> Work instruction: Return each line of the records below in which the string "arena" turns up.
--- Input data ---
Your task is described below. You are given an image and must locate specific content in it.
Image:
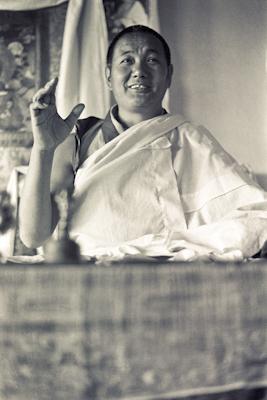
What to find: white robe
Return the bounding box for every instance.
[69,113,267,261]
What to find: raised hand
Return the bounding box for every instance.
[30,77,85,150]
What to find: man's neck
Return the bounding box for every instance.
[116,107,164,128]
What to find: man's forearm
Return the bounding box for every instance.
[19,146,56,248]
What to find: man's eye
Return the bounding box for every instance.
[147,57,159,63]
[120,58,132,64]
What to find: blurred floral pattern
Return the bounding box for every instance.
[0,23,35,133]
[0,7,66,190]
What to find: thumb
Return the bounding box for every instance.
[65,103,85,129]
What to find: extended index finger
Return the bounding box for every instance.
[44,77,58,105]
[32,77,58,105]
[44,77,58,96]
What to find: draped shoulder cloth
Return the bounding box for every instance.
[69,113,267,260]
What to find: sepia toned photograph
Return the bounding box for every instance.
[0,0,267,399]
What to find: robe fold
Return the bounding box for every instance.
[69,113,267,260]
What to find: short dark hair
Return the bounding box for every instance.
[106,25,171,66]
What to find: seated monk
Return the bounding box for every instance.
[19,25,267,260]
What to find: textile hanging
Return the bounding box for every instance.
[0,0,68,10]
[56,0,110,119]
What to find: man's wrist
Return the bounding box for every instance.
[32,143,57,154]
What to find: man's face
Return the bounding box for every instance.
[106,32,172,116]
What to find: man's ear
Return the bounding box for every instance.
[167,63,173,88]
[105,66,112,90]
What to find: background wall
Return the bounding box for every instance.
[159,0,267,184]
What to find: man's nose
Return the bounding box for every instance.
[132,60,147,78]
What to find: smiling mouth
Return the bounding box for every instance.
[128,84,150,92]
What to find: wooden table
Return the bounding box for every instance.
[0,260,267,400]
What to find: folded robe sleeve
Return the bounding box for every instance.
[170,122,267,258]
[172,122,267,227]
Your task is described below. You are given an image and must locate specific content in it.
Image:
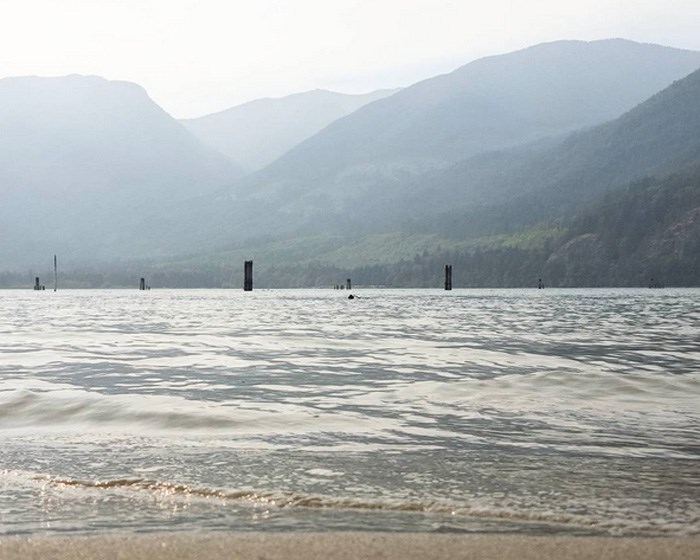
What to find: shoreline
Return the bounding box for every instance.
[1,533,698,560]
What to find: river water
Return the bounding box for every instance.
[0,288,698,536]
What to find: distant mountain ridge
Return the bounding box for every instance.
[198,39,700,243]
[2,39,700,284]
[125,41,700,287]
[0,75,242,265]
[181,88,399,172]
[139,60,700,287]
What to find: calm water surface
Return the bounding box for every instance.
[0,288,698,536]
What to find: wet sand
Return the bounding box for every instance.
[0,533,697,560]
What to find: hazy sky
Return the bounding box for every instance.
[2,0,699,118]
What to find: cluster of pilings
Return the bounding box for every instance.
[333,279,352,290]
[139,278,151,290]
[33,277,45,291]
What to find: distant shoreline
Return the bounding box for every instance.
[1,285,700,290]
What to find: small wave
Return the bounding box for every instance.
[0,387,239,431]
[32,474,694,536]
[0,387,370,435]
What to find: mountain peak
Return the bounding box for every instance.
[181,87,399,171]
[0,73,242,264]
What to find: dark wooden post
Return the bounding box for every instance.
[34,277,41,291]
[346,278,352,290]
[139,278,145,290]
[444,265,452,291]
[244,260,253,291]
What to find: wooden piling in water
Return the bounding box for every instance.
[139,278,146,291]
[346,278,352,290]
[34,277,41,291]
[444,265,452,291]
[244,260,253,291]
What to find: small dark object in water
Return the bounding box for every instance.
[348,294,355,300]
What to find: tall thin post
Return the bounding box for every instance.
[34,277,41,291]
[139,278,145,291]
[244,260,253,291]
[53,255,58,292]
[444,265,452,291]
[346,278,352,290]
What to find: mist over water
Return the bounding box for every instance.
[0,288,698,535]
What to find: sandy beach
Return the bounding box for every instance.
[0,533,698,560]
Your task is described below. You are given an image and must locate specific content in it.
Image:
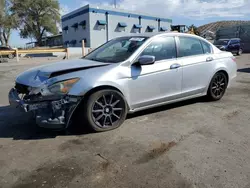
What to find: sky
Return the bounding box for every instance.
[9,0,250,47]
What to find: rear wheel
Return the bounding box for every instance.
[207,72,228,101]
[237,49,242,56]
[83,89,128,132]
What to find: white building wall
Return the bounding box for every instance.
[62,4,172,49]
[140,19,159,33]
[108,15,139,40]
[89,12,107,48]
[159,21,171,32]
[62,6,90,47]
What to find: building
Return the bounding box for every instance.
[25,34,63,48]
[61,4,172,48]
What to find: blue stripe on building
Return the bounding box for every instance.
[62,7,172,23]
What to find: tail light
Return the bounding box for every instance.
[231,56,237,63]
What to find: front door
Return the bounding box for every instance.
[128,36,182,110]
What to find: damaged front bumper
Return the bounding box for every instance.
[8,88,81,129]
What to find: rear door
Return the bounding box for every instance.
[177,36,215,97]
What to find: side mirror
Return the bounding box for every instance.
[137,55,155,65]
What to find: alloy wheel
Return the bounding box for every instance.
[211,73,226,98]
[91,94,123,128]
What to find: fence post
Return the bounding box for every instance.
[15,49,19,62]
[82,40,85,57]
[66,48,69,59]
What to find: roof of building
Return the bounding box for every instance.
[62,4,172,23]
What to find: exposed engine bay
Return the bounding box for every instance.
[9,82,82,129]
---
--- Input data ---
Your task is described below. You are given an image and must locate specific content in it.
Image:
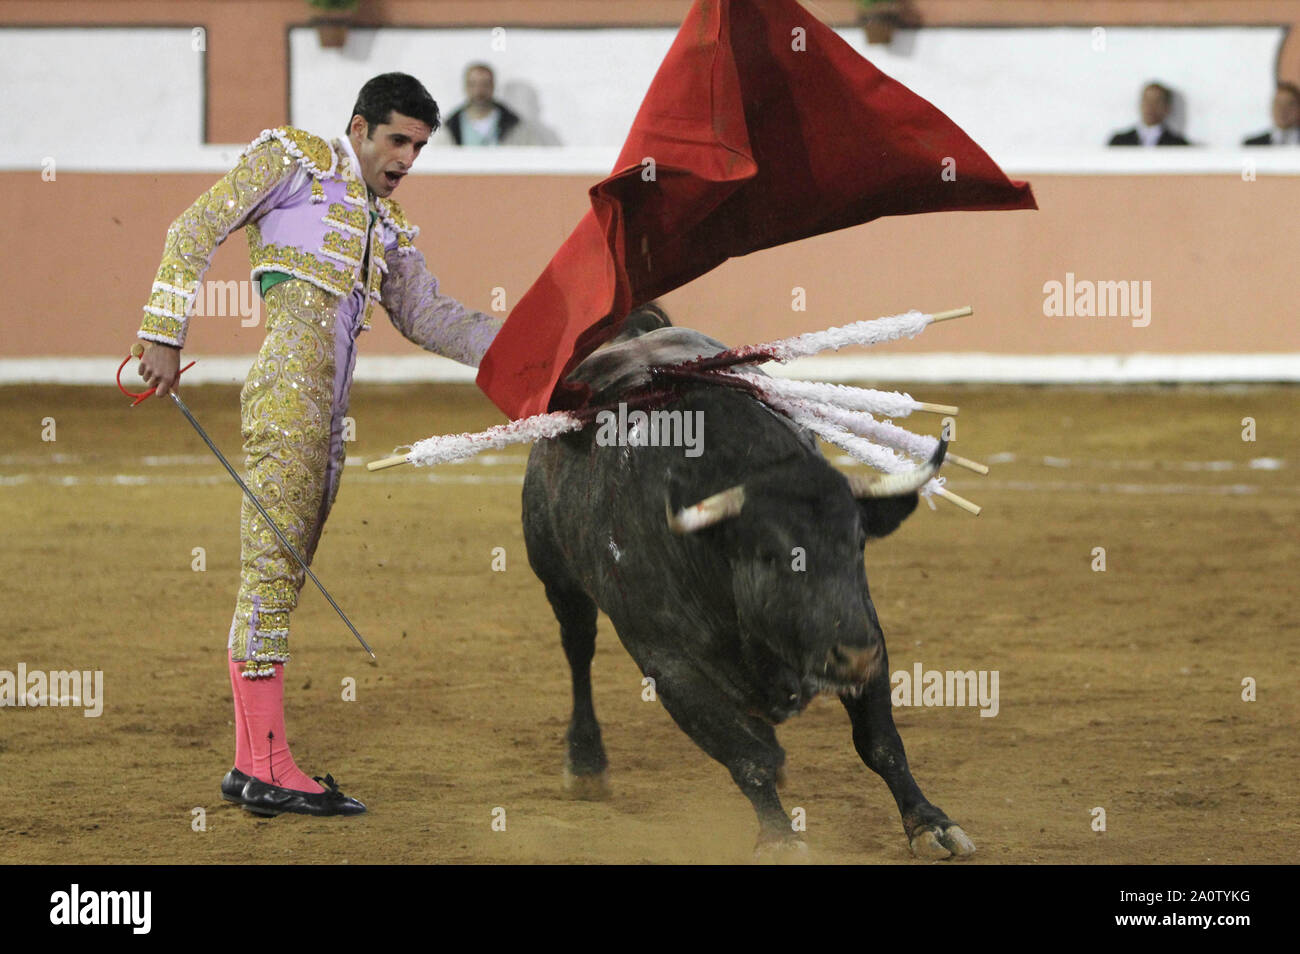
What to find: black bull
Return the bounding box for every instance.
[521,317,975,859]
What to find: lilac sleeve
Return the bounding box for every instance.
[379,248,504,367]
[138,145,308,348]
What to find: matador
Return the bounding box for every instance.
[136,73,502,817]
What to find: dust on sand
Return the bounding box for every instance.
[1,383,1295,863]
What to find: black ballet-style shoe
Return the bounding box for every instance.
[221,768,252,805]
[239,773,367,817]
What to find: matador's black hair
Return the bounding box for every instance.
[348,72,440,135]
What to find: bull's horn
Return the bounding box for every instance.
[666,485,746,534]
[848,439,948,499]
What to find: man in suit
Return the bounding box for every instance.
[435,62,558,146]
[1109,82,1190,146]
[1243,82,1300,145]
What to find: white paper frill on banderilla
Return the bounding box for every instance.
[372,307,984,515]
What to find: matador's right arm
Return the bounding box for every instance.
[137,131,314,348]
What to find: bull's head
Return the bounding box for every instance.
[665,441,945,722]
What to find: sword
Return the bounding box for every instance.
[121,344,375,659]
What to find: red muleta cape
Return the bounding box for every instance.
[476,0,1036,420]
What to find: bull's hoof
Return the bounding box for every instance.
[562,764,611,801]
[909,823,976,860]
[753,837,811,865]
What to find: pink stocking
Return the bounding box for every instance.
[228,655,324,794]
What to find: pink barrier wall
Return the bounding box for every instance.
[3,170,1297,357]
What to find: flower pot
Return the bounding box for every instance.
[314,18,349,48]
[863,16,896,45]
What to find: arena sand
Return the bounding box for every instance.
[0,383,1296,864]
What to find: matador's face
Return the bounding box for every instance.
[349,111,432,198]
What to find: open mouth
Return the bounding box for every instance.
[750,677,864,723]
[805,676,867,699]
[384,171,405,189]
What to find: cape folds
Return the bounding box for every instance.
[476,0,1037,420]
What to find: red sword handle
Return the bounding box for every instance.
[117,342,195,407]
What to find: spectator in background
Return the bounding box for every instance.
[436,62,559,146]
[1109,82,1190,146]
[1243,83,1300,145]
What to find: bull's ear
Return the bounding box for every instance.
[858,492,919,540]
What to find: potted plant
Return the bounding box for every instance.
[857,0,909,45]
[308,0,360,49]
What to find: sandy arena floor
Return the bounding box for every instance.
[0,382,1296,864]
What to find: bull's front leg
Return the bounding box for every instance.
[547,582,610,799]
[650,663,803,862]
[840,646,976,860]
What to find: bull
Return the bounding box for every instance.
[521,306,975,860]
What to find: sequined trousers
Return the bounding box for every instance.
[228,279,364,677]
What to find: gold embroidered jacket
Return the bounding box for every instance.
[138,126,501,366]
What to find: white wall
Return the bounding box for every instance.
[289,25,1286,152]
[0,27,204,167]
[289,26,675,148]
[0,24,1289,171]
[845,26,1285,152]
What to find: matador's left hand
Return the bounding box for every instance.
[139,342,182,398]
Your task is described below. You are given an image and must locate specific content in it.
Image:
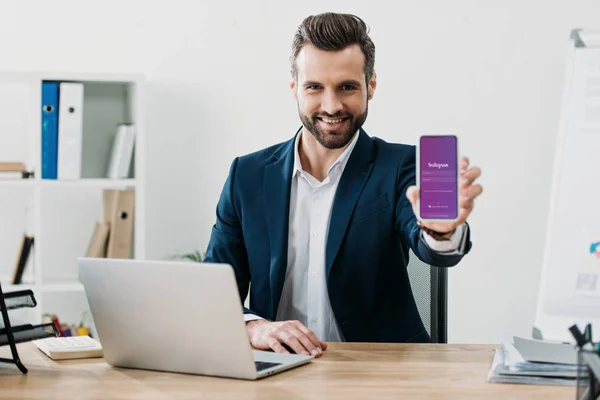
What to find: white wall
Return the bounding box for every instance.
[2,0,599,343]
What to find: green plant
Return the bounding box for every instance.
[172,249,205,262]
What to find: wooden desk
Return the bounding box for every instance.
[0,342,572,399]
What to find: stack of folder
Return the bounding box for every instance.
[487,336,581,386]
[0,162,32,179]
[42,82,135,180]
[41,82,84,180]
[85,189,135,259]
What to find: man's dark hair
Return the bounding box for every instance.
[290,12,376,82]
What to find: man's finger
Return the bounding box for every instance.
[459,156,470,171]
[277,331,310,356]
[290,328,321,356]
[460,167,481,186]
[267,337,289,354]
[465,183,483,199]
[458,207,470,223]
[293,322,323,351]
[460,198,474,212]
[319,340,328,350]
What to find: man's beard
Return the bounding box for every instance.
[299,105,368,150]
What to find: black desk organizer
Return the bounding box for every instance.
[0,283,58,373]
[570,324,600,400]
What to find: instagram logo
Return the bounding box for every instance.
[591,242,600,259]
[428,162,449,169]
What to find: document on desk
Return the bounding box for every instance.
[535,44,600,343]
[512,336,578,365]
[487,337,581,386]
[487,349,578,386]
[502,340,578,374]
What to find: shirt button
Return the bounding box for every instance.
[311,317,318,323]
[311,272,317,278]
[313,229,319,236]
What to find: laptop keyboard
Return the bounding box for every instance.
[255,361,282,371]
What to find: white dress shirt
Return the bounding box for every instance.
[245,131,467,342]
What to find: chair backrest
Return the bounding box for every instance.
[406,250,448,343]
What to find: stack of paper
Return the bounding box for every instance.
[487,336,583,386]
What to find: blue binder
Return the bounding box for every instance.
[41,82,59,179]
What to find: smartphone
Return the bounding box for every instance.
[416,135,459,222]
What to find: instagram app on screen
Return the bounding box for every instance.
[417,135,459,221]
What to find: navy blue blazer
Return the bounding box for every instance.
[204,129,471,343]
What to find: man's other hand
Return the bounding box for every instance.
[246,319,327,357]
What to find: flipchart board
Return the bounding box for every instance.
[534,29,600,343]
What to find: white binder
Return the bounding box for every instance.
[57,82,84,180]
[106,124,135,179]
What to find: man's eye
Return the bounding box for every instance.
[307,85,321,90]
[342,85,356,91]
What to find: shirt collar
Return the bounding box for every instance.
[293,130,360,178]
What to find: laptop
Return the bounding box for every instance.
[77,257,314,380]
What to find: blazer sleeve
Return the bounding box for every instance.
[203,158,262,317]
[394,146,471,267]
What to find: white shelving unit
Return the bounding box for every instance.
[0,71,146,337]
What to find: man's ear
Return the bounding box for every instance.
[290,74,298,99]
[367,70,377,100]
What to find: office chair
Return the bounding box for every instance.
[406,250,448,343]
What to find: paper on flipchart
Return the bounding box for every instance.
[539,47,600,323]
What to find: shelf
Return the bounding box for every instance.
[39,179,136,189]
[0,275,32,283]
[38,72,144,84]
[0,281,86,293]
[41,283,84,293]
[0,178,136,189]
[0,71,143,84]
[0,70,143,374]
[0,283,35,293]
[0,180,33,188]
---
--- Input data ---
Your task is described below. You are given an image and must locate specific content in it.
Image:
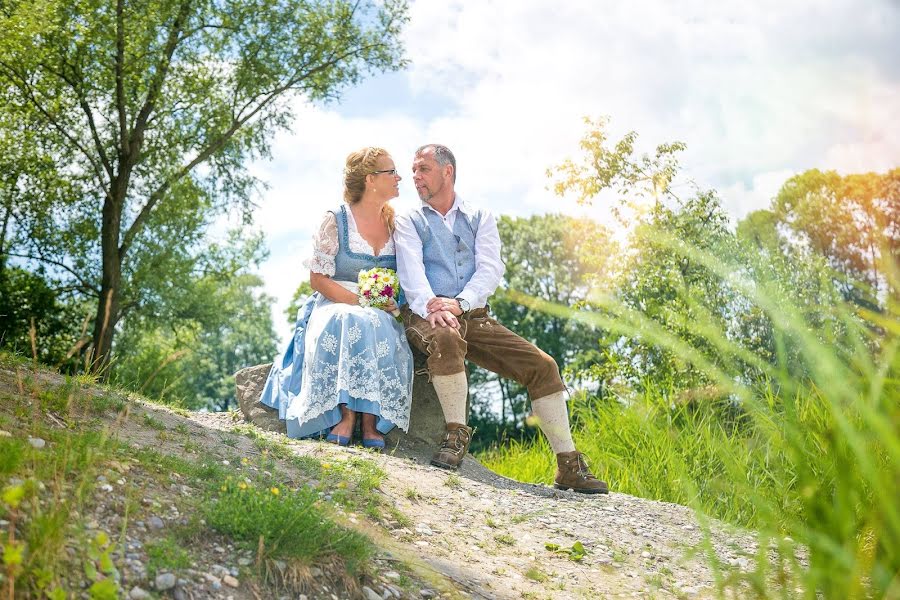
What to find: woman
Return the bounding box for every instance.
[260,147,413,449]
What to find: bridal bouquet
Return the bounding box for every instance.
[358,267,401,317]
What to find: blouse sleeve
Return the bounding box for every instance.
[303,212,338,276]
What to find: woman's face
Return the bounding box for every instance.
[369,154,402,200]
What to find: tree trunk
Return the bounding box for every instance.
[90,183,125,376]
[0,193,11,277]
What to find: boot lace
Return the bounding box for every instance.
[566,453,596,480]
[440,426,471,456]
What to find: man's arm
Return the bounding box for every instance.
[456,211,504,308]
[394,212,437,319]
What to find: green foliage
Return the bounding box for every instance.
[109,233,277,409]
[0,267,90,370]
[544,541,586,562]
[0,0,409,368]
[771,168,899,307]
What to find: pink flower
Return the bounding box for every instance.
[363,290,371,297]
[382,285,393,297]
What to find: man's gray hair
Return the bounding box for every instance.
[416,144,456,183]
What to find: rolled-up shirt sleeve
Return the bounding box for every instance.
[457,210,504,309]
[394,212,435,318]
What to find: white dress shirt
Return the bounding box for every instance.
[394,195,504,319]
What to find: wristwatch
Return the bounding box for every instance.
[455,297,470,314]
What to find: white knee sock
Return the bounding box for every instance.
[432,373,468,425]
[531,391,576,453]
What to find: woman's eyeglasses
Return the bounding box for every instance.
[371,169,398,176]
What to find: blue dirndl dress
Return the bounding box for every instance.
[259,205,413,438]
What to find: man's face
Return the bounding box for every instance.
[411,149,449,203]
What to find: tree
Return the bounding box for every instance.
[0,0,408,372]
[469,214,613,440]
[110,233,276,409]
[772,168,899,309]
---
> Reply:
What to find: arena sand
What to find: sandy arena floor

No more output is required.